Could you repeat each of the rows below word for word, leaving the pictures out of your answer?

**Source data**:
|---|

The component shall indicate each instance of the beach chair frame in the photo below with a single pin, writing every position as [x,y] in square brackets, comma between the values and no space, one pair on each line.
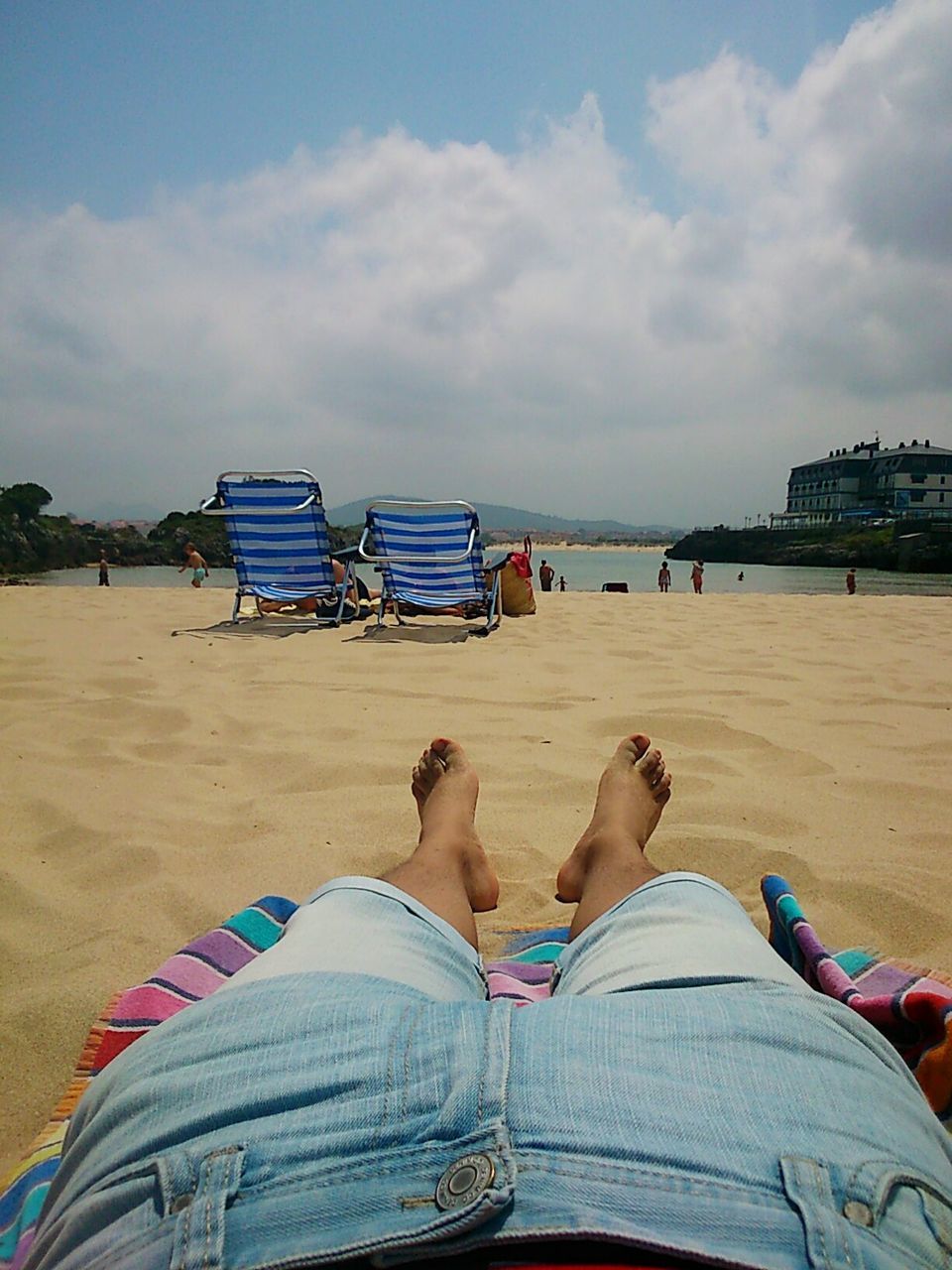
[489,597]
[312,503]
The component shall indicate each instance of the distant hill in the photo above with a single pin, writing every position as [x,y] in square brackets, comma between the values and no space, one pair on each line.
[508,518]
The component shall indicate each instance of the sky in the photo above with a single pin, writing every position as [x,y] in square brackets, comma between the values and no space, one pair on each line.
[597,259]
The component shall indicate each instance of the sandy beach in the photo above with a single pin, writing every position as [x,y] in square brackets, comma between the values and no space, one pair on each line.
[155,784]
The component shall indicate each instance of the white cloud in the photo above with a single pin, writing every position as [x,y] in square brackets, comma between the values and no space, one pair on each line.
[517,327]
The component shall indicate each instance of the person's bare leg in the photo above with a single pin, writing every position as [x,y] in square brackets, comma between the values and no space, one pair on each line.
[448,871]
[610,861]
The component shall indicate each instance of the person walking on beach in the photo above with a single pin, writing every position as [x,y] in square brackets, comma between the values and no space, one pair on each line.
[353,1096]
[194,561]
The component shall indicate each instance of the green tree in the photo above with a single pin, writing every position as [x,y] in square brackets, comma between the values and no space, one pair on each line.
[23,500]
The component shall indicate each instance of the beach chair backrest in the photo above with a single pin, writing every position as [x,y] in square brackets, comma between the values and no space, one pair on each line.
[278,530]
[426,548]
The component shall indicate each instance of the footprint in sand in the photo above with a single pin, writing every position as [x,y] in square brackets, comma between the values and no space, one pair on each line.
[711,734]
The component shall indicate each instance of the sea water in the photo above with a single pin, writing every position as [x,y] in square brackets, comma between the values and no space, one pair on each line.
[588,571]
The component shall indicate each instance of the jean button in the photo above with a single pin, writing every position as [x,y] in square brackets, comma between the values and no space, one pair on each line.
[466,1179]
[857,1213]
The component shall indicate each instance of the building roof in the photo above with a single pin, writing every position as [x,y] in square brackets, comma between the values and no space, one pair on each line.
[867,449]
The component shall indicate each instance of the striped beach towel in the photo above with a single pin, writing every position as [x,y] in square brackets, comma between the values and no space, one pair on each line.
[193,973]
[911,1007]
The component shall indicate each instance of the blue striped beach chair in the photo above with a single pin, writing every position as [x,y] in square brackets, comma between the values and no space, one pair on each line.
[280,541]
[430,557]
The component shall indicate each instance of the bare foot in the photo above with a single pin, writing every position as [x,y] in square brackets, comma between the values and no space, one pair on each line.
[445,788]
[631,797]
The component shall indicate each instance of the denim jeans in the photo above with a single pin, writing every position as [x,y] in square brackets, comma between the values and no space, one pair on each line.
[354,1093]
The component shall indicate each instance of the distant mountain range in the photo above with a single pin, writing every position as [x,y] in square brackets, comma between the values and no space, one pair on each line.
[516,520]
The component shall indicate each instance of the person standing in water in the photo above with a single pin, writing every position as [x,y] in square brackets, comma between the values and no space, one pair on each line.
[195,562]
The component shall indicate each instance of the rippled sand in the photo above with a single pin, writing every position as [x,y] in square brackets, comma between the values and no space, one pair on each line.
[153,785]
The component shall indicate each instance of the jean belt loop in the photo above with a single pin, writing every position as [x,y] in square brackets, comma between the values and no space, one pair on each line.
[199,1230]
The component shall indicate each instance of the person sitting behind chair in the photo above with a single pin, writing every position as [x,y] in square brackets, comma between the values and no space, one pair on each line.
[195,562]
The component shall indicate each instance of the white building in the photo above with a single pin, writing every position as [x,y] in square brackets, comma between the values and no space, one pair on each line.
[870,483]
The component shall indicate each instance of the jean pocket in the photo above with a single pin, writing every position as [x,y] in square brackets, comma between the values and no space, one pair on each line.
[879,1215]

|---|

**The output**:
The component shall indicate each instance of the beach chair frame in the photo below with a single pin, writing every position as [x,y] in square brackets, comma between the values and no space, one pair on each line.
[489,597]
[312,503]
The component shall indicate each instance of the distant hill in the photo above with a single pin, writing every position as [x,y] in square brackets, comma between the values and no space, one pair on each line.
[508,518]
The component shall indicate each instance of the sky in the photo above with a single pin, writing every position as [x,y] in square brackets, comma between the values and no space, one pair on each line.
[597,259]
The component shall indicate each instance of the sandy beach in the photo above with a single pin, writing every position as [x,y] in square brackets, comma between the values and no space, one pair on each line.
[155,784]
The component shall indicate each instance of the white cloud in the photo above with a single pin, writing every position as [x,y] in square brackets, comma between the values and no space, one pair on each line.
[517,327]
The component shall indicate each instance of the person's bare leg in the photo above with a single pin, writing every position as [x,y] in square brackets, comma between the values and no space, one pair on each line.
[448,871]
[610,861]
The component shall indicate each instance of the person walking on beach in the photo above with a single pin, writing every position as [x,y] in square brackets, comma between the values and no space, one pair on each line.
[353,1096]
[194,561]
The component shall indicate each instance of the green tree in the photo above with a single pin, writing every position as [x,y] in square brackets, comma between the values and no space, one pair on each line.
[23,500]
The component shall indicate each instance of the beach chair backrest in the photo above with a single pin, writing every position as [x,y] in square brackets, comma between the values and no space, one pair on each line.
[278,530]
[426,548]
The component shall indicate each instance of the footprint in sand in the photo above with a single pin, writing every position as [x,y] in square brackets, comma between the values and no space, one pair on each line.
[711,734]
The component shall indicate each instance of the sea water in the photo above with a single pin, writing every position as [x,y] in square brackets, comma between the values and no space, one pair on each line.
[588,571]
The component shall indicate each instance of the jean button in the photo above with a single pin, writing every position as [x,y] in square brackets, comma between the values and no space, one pair on each line.
[466,1179]
[857,1213]
The component shall indicate each instance of the building roof in the photo above with a single pin, writing every position as [x,y] in square brackets, comma between the values and no space, one pair on each line.
[867,449]
The component shall indicate each instance of the striped beach towel in the photo above with a single pin, writing every position as [x,y] in square brackets, comma between the values and no space, one pair on each line.
[193,973]
[911,1007]
The component shall indicate each instance of the blue striped beach chair in the photo above with a single pin, writing every position as [x,y] in square brackets, comma between the values and no space, one pair on each line.
[280,541]
[430,557]
The component shall indicate each instance of the bare foot in the photo above with a single pin, writing every position as [x,y] in square brackets, comma between the values and no space, one pair on each line.
[445,788]
[631,797]
The component shall indicate each instance of the denim jeans in the photo above with a single pin, writing every position as [x,y] in square brackets, comma between the values and no space, one pair on each line.
[354,1093]
The component shall indicate each instance of the distant mountain range in the photo above with a single pin, writing every position as [x,y] in square brackets, comma between the values and no space, one pair on each line.
[516,520]
The component shall indicate each instance of the person standing in water in the photo above with a single pin, writing every position as [x,y] in square brackets, comma between the values and no space, one pair on each line.
[195,562]
The component shall indicate each instance of the rippled sand in the photo above with a single pin, writing every position as [x,y] in square brackets, comma between the values and no space, one pair on each line.
[153,785]
The component shall indicate each instance of the jean belt loop in the photo above with a single pin, writing every position as [x,y] in square brackets, comma between the values and no space, one pair on each line.
[199,1230]
The component shall indicate each instance of the person sitting behind chair in the photo above with a single pin, writing every position as [x,y] in square brackets, comma between the values and no space, one pair on each line.
[195,562]
The component shall indicate each instance of the white building in the photo above with a single pin, writing every position as [x,y] in square brackets, comma between the values and no space, one pair on each line.
[870,483]
The component shall indicate each instance of the jean pocket in the photo above with a single pin, writing every position as [x,y] in square brackets, comma between the values and no space, one pair on each line.
[879,1215]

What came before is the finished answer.